***** TESTO FORNITO

La fuga dei giovani dal Venezuela

Dall’inizio della crisi sono oltre 7,7 milioni le persone che hanno lasciato il paese e la maggior parte di queste appartiene alla fascia giovanile. Alcuni esempi di cooperazione e di supporto in Colombia e in Perù

di Tommaso Bardi, Anna Belemsigri Anna e Yasmine Souffy*

Luis, bambino venezuelano di 10 anni, è appena arrivato al Policlinico Santa Rita a Cusco, in Perù, dopo aver tentato il suicidio. Solo dopo innumerevoli colloqui psicologici e psichiatrici Luis è riuscito a tirar fuori i traumi vissuti nel lungo viaggio che dal Venezuela lo ha portato in Perù. Traumi che, uniti agli infiniti chilometri percorsi a piedi, gli hanno provocato un disturbo da stress post-traumatico.  Con l’inizio della scuola in Perù sono partiti anche gli episodi di bullismo e razzismo come insulti e parole d’odio ripetuti per mesi. Ma, grazie al cambio di scuola e all’aver ricevuto l’aiuto adeguato, Luis adesso si sta integrando con i compagni di scuola e della squadra di calcetto. 

Come lui, sono molte le persone che ogni anno lasciano il Venezuela. Si stima che tra la fine del 2023 e l’inizio del 2024 ci sia stato un incremento dei migranti dell’8,3%, ovvero circa 402.354 persone. Dall’inizio della crisi venezuelana sono oltre 7,7 milioni le persone che hanno lasciato il paese e la maggior parte di queste appartiene alla fascia giovanile. “I giovani sono sicuramente i primi che se ne sono andati via dal paese e sono quelli che maggiormente continuano ad uscirne”, spiega un operatore umanitario che ha richiesto di rimanere anonimo “Molte famiglie mandano infatti avanti i giovani ed in alcune città in Venezuela in cui sono stato attorno al 2020-2021 c’erano quartieri dove erano presenti solo nonni con i nipoti. Tutta la fascia di mezzo dagli adolescenti ai giovani adulti era già andata via dal paese”.

Le dibattute elezioni del luglio 2024 hanno visto la vittoria (considerata da molti osservatori illecita) di Nicolas Maduro, che sta svolgendo quindi il suo terzo mandato. “All’origine di questo flusso migratorio – spiega Chiara Lombardi, operatrice di Apurimac Ets, una ong che da anni lavora con le persone migranti venezuelane che si trovano in Perù – ci sono tanti elementi ed una delle principali cause della migrazione è l’insicurezza politica data dal governo Maduro, insieme alle violenze, alle aggressioni e alla violazione della libertà di espressione”.

**********
***** MATERIALE PRESENTATO

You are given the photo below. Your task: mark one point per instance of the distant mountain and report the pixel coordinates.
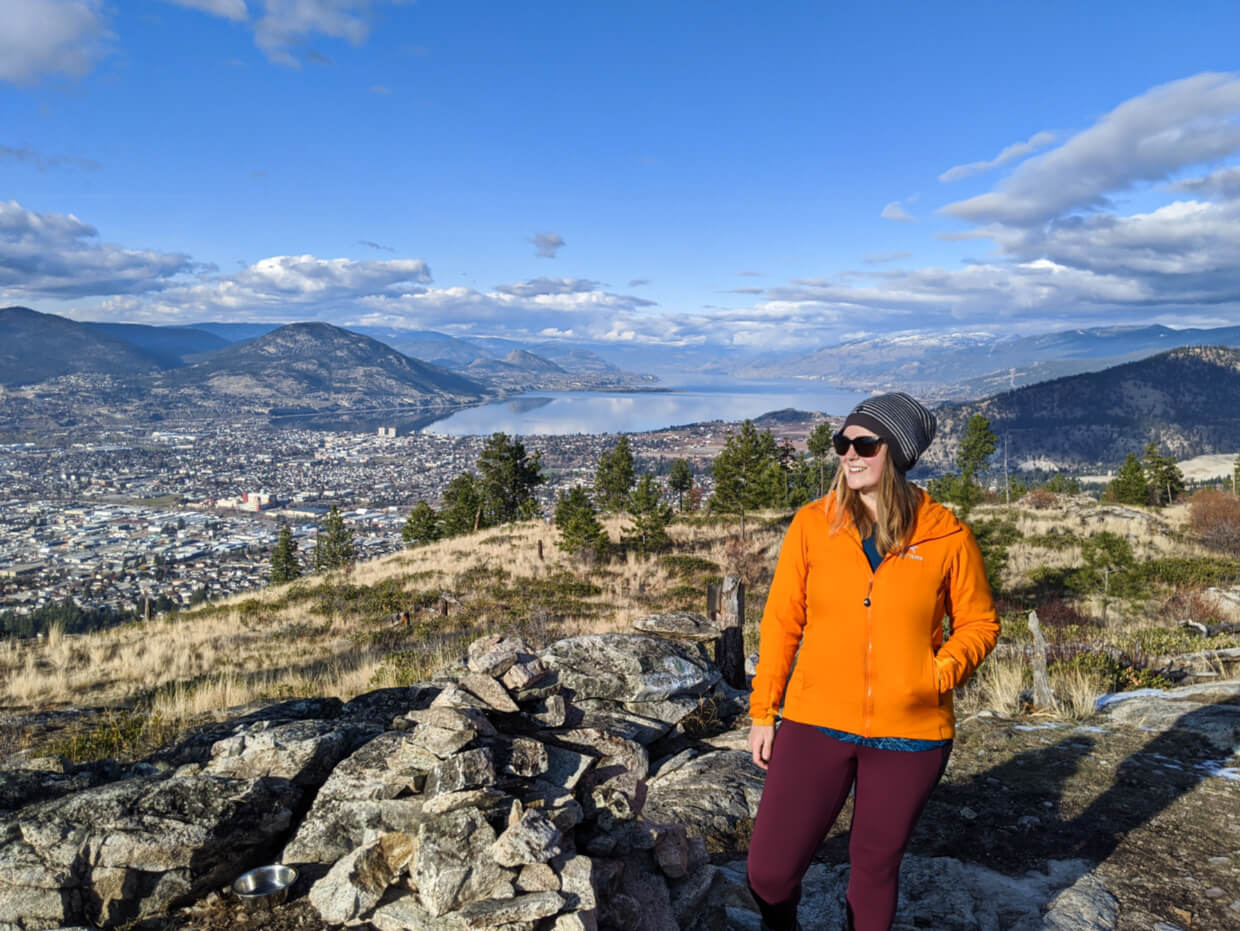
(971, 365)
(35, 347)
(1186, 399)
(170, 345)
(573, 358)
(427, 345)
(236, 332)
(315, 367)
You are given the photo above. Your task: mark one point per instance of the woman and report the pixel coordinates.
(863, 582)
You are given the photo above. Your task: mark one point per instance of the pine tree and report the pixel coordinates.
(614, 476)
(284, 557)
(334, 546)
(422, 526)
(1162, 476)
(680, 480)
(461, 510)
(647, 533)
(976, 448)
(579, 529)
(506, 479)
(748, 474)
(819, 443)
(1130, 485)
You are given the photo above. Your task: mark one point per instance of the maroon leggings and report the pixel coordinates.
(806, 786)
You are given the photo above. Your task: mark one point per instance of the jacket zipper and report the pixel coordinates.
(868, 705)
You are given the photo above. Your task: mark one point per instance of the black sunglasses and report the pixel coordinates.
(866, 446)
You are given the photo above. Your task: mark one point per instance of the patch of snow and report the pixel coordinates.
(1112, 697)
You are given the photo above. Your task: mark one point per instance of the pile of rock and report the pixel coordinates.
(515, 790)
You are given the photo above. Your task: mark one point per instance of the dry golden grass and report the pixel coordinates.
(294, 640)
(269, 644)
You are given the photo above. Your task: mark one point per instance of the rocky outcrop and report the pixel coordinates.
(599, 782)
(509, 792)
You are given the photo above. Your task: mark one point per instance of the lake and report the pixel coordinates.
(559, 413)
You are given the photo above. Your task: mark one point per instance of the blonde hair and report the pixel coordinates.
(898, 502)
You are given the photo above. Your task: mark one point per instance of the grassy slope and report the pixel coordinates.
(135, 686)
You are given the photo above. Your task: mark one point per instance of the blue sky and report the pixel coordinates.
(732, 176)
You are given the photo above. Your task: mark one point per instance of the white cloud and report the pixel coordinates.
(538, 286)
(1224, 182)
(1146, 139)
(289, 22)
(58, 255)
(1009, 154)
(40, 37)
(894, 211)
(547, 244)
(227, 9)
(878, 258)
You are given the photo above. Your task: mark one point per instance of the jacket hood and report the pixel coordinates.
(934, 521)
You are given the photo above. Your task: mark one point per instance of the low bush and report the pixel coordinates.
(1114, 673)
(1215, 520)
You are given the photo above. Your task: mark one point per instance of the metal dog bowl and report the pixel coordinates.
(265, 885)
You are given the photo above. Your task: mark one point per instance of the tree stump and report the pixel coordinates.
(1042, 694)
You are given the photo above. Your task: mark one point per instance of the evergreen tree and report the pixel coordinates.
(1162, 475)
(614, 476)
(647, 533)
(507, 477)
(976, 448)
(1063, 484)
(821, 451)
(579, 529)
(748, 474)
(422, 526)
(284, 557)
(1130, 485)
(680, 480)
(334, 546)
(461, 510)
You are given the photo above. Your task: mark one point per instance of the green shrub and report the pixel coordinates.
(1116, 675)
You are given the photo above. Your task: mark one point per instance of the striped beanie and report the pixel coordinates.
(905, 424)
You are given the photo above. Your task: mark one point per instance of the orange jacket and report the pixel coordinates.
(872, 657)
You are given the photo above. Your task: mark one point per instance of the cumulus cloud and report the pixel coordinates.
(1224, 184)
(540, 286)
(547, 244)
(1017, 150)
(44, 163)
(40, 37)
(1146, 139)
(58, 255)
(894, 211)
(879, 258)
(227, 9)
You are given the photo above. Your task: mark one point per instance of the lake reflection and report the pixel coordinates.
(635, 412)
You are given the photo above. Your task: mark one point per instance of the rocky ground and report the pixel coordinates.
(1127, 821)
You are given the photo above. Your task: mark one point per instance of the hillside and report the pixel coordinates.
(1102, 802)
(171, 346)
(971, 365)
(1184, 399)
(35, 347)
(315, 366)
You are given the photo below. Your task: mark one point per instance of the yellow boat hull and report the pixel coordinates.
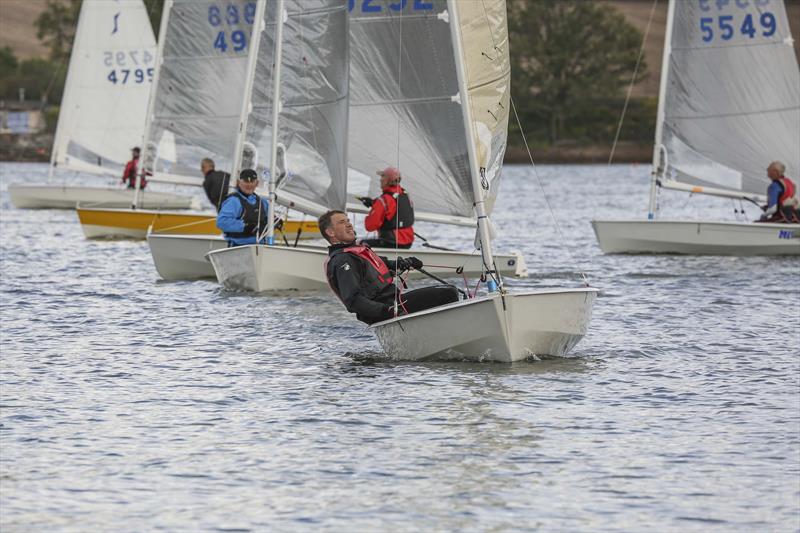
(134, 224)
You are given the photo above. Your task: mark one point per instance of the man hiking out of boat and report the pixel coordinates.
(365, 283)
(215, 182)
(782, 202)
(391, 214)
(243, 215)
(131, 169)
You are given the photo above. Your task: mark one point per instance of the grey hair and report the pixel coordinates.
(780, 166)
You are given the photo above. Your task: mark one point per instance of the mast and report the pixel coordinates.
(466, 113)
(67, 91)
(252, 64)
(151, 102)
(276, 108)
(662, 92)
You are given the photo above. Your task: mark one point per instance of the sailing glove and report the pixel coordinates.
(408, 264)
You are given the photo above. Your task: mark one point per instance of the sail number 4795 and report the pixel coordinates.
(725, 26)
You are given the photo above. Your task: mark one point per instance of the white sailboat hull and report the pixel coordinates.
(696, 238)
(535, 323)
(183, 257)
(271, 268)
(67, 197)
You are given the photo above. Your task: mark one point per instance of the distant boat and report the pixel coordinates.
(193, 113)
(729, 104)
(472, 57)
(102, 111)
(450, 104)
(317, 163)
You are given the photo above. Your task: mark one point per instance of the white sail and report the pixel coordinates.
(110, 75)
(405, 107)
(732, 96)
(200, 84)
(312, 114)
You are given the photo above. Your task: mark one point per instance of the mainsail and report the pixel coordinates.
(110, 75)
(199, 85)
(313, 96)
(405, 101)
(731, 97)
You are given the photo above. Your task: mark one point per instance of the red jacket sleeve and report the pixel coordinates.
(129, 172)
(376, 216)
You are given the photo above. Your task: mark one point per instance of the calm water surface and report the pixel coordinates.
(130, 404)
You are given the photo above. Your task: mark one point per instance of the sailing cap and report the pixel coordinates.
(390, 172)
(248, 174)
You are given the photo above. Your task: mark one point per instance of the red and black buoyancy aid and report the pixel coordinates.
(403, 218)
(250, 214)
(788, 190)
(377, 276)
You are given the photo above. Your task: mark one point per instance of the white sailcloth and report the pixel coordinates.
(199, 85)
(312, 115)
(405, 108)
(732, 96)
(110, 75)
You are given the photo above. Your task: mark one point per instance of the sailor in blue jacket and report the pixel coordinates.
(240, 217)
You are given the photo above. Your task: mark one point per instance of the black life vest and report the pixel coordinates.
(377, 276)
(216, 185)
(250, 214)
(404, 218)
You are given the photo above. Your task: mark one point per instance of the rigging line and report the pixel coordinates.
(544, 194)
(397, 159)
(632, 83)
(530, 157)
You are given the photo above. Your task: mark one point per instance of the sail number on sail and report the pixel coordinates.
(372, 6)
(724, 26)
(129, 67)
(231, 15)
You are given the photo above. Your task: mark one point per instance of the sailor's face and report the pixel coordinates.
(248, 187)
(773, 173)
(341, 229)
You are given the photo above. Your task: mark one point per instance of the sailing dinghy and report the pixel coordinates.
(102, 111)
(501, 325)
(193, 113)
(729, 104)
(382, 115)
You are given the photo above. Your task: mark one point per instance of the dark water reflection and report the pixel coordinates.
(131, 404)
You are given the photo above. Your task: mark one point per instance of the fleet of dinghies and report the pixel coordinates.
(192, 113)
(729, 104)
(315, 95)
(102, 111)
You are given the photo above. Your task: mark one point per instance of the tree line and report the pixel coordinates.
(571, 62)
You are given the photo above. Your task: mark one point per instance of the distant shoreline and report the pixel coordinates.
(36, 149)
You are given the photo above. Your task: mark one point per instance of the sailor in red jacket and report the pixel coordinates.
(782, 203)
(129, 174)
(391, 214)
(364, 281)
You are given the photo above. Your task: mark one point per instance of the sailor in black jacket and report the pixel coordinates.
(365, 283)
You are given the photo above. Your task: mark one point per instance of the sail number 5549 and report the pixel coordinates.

**********

_ELENCO DEI COMPITI:_
• A. Copia dal testo sulla fuga dei giovani dal Venezuela il tratto compreso tra "di Tommaso Bardi, Anna" e "squadra di calcetto.", estremi inclusi.
• B. Per favore, prosegui il testo sulla fuga dei giovani dal Venezuela riprendendo subito dopo la sua ultima frase.
L'elenco proviene da un'altra fonte.

_LE RISPOSTE:_
• A.
di Tommaso Bardi, Anna Belemsigri Anna e Yasmine Souffy*

Luis, bambino venezuelano di 10 anni, è appena arrivato al Policlinico Santa Rita a Cusco, in Perù, dopo aver tentato il suicidio. Solo dopo innumerevoli colloqui psicologici e psichiatrici Luis è riuscito a tirar fuori i traumi vissuti nel lungo viaggio che dal Venezuela lo ha portato in Perù. Traumi che, uniti agli infiniti chilometri percorsi a piedi, gli hanno provocato un disturbo da stress post-traumatico.  Con l’inizio della scuola in Perù sono partiti anche gli episodi di bullismo e razzismo come insulti e parole d’odio ripetuti per mesi. Ma, grazie al cambio di scuola e all’aver ricevuto l’aiuto adeguato, Luis adesso si sta integrando con i compagni di scuola e della squadra di calcetto.

• B.
A seguito delle ultime elezioni, si sono scatenate una serie di rivolte popolari che sono state soppresse da un rigido apparato governativo di controllo del dissenso. Dopo le ultime elezioni presidenziali, con le quali Maduro è stato rieletto con il 52% dei voti, sono state arrestate circa 1700 persone, nella maggior parte dei casi senza un’accusa formale. Rilevanti sono anche i dati che affermano che nel 2024 più di 200 adolescenti erano ancora detenuti. I crimini del presidente però non si fermano alla sfera sociale e politica poiché interessano anche quella economica. “Importante è anche il collasso della parte del sistema produttivo” prosegue l’operatore umanitario “Questo determina che le persone in Venezuela non hanno la possibilità di soddisfare le proprie necessità più basilari. C’è una crisi economica dovuta alla svalutazione costante del bolivar che non è più nel mercato”.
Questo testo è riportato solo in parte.